» **Your objective**
Every line in the records below between the one holding "Locate the large" and the one holding "Locate the white lampshade", inclusive, is to be set down exactly; all other lines are to be left out.

(Material for this exercise begins)

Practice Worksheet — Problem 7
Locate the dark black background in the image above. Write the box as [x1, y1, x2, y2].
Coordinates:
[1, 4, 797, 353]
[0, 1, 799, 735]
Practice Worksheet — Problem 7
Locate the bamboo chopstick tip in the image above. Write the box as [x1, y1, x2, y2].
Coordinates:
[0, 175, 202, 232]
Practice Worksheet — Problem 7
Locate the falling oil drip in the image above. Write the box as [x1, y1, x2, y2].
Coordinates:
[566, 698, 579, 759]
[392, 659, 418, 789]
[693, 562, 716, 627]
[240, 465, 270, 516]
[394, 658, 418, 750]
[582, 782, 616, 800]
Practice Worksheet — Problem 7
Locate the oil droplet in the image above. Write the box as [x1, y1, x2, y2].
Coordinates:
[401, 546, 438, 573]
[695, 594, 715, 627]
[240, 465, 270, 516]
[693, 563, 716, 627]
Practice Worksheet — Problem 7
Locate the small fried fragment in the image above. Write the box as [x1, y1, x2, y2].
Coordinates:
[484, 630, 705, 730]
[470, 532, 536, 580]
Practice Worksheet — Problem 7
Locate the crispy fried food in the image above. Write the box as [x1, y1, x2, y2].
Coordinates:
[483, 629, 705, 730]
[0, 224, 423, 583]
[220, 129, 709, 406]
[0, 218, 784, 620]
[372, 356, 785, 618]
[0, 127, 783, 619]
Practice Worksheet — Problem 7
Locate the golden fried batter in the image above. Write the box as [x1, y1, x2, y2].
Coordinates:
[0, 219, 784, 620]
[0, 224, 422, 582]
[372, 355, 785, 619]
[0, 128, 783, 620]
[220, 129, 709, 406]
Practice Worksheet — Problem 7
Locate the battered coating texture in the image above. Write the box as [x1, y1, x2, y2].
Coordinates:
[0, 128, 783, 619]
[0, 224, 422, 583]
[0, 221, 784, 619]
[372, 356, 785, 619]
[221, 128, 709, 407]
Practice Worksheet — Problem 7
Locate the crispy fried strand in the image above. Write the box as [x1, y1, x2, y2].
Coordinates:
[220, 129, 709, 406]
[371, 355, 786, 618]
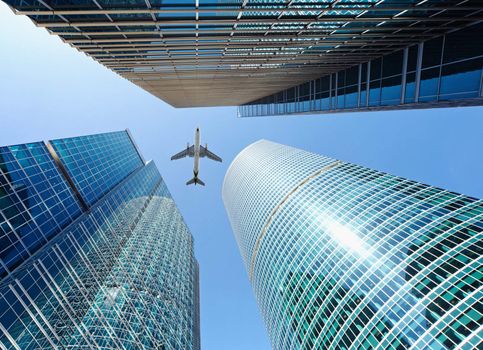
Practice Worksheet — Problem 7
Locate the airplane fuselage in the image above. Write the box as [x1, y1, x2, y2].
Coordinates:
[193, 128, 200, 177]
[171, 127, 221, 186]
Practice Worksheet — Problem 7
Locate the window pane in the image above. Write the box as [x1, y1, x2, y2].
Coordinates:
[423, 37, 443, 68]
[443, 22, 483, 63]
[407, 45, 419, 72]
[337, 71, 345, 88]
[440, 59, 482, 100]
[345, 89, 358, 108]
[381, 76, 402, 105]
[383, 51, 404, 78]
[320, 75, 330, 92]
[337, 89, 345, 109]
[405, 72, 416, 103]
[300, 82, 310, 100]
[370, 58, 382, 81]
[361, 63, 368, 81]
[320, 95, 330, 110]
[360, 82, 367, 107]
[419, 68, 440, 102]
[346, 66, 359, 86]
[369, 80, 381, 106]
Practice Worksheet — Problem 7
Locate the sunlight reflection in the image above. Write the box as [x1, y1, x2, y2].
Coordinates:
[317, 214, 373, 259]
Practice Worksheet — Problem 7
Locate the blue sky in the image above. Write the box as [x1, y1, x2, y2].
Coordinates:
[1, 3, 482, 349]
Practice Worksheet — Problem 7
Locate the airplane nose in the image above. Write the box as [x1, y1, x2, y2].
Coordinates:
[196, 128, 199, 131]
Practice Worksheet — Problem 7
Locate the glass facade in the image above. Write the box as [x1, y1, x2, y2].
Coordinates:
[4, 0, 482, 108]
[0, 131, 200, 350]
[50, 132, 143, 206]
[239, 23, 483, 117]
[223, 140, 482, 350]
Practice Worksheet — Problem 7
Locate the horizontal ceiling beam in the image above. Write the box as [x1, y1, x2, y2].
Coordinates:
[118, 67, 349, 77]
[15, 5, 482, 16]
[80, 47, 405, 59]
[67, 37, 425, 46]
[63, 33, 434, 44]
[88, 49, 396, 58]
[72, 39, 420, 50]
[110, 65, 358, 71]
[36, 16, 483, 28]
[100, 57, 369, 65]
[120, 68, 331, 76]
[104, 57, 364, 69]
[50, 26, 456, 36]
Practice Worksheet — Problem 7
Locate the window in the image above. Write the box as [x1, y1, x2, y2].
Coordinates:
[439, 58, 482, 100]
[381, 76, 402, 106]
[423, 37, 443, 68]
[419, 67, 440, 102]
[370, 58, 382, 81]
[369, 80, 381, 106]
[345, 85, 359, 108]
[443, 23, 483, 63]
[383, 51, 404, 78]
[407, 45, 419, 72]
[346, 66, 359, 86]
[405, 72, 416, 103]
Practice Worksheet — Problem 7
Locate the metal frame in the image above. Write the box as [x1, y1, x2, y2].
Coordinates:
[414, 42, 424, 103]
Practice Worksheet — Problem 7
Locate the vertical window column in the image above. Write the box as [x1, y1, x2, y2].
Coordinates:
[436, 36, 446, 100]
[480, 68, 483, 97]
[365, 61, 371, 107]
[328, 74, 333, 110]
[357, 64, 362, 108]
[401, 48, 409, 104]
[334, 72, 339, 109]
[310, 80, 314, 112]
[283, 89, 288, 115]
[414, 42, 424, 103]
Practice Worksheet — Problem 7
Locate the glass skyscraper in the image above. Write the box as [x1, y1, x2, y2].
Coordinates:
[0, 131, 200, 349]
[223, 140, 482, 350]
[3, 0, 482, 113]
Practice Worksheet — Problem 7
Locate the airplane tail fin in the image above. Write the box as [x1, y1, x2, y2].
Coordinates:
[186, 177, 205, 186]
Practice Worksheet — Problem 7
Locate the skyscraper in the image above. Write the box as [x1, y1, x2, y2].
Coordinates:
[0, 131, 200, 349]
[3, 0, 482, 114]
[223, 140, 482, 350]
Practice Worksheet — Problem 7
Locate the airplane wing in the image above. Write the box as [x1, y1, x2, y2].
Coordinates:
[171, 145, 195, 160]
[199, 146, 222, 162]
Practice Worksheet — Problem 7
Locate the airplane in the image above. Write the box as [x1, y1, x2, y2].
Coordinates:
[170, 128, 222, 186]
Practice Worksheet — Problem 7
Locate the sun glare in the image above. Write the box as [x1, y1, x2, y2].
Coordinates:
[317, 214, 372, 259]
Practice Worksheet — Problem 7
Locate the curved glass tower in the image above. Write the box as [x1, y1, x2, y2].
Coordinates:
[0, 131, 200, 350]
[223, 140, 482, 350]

(Material for this exercise ends)
(Material for this exercise begins)

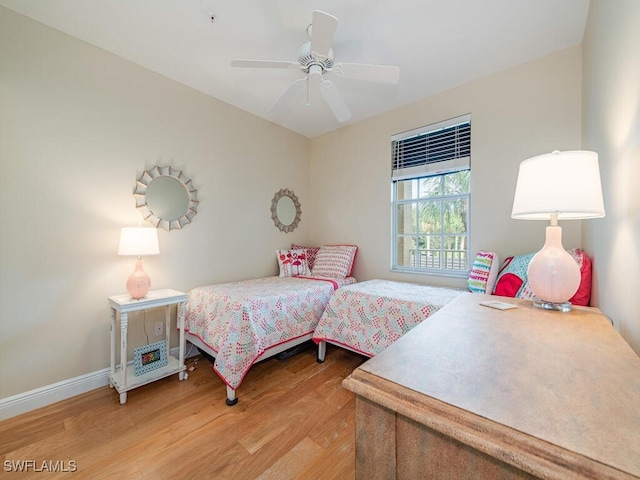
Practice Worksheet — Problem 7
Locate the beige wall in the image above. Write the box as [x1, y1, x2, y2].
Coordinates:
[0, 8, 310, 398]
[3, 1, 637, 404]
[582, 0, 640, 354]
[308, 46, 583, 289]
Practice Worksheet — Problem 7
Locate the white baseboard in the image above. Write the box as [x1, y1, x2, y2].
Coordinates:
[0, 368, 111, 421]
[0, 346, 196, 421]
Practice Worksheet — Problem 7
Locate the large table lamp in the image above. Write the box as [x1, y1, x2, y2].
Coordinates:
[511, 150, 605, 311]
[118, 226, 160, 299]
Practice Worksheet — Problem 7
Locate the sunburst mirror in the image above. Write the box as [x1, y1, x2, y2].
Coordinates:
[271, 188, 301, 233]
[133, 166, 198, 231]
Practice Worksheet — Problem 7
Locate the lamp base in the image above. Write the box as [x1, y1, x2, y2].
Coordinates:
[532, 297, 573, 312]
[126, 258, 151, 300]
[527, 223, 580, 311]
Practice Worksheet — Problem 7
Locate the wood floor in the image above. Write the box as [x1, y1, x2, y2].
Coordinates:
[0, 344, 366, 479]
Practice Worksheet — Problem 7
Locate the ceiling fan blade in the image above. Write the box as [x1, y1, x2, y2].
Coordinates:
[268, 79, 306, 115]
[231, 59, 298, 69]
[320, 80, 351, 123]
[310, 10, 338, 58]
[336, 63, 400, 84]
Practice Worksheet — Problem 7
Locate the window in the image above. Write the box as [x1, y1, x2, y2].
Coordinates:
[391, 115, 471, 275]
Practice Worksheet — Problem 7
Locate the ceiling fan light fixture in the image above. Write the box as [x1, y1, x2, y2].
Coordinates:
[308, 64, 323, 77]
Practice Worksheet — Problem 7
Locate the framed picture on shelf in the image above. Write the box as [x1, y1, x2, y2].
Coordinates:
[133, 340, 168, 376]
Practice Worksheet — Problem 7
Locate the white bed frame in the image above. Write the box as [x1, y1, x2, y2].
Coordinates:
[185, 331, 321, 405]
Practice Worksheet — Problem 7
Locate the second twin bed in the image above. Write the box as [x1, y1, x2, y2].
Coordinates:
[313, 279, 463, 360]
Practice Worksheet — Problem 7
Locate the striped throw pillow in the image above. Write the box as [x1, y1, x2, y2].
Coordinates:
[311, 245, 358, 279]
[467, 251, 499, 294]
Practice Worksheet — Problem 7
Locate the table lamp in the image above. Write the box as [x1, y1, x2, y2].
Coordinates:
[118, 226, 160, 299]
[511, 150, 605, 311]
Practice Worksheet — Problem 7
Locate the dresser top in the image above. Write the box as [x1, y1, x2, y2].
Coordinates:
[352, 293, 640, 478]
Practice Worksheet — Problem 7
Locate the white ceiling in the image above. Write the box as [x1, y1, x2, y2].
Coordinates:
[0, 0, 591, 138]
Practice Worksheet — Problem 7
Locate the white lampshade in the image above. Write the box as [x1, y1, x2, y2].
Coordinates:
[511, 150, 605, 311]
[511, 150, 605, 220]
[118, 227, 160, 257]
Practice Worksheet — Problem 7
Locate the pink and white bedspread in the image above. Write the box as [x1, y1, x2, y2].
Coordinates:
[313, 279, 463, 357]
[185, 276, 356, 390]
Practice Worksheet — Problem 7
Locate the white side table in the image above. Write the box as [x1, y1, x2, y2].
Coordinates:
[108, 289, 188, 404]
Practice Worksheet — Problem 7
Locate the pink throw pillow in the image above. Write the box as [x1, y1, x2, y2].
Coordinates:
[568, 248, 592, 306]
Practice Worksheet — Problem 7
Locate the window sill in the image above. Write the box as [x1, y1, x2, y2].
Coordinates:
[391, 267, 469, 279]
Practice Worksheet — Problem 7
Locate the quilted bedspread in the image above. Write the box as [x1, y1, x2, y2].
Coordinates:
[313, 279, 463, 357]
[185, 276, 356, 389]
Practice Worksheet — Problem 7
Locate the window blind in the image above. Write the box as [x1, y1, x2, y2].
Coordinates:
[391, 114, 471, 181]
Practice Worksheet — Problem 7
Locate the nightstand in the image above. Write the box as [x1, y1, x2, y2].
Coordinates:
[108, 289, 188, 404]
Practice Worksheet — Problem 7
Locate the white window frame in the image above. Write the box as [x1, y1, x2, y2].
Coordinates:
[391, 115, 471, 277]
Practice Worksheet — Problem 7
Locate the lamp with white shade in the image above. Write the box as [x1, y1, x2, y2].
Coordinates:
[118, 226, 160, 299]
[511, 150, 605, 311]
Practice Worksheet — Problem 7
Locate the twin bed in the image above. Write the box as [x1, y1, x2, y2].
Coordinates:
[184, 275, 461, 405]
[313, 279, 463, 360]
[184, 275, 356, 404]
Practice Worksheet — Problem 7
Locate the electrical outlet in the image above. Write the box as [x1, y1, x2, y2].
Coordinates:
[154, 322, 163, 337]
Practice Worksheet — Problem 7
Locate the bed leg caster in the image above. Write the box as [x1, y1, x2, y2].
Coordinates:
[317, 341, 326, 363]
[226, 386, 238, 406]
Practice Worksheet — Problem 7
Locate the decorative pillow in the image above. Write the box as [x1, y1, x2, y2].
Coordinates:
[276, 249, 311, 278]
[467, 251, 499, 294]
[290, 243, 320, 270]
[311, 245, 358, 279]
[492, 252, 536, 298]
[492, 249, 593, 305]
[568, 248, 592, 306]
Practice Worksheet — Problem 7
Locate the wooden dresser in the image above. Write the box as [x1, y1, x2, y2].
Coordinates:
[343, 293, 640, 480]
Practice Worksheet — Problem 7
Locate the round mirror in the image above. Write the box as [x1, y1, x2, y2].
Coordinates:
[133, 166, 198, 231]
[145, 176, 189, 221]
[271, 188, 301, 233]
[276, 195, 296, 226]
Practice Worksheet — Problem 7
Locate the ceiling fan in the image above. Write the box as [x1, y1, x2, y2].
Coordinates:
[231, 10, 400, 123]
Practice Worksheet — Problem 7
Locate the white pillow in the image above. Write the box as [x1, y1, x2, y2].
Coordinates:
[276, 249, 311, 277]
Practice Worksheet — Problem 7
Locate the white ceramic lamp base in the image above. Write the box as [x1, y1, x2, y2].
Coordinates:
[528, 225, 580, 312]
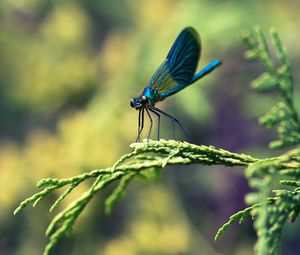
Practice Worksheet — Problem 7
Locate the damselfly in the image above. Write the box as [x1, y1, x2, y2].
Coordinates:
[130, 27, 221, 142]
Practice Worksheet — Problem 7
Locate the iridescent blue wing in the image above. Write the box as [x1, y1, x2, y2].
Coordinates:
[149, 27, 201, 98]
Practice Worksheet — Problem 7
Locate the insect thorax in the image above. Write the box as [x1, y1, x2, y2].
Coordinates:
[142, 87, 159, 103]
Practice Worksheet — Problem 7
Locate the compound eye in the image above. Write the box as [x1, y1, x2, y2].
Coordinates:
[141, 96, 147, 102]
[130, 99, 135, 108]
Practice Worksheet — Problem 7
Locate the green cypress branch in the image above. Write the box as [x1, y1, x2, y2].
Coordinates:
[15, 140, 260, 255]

(Material for this exercise ends)

» **Task answer**
Locate the large table lamp in the image above. Write the box as [x1, y1, x2, y2].
Coordinates:
[511, 150, 605, 311]
[118, 226, 160, 299]
Practice Worksheet — Problem 7
Locate the sunburst mirror in the image above. Write the box as [x1, y1, x2, y2].
Coordinates:
[271, 188, 301, 233]
[133, 166, 198, 231]
Practice Worksheet — Problem 7
Locate the lamp base in the image above. Write the box as [x1, y1, x2, y2].
Coordinates:
[532, 297, 573, 312]
[126, 258, 151, 300]
[527, 223, 580, 311]
Practice Worksheet — Problem 7
Locate the wood floor in the image above. Write the box as [x1, y1, x2, y2].
Coordinates:
[0, 344, 366, 479]
Practice Worksheet — Problem 7
Locate the ceiling fan blade in the image above. Write the box as [x1, y1, x2, y2].
Coordinates:
[268, 79, 306, 115]
[231, 59, 298, 69]
[320, 80, 351, 123]
[310, 10, 338, 58]
[336, 63, 400, 84]
Practice Worksheet — Problem 7
Locate the window in the image above. Write the box as [x1, y1, x2, y2].
Coordinates:
[391, 115, 471, 275]
Practice Worksheet — Problem 7
Locate the ceiling fan light fixture in the image above. Write the box as [x1, y1, x2, y2].
Coordinates:
[308, 64, 323, 77]
Practice Worksheet — Problem 7
Locate the framed picture on shelf in the image above. Write the box as [x1, y1, x2, y2].
Coordinates:
[133, 340, 168, 376]
Practice Worksheet — Problem 7
Locate the white bed frame in the image above. Write the box as [x1, y1, x2, y2].
Coordinates:
[185, 331, 321, 405]
Practice Worksheet — Problem 7
Locate the second twin bed in the image above. Write the box as [x1, y1, x2, y2].
Coordinates:
[313, 279, 463, 360]
Practice Worksheet — Problem 7
Locate the striped throw pillow in the image above. Write the box as [x1, y1, x2, y2].
Coordinates:
[311, 245, 358, 279]
[467, 251, 499, 294]
Practice Worksheet — Problem 7
Locate the table lamp in the image above. Write the box as [x1, y1, x2, y2].
Coordinates:
[118, 226, 160, 299]
[511, 150, 605, 311]
Practice Worksheet — Problem 7
Locate the dresser top in the image above. Write the box as [x1, y1, x2, y2].
Coordinates:
[352, 293, 640, 478]
Practice Worksheet — Problem 7
Locate the white ceiling in the image above. Write the box as [x1, y1, x2, y2].
Coordinates:
[0, 0, 591, 138]
Practice Worksheet — Problem 7
Locate the white lampshade in the image above. Write the box as [x1, y1, x2, y2].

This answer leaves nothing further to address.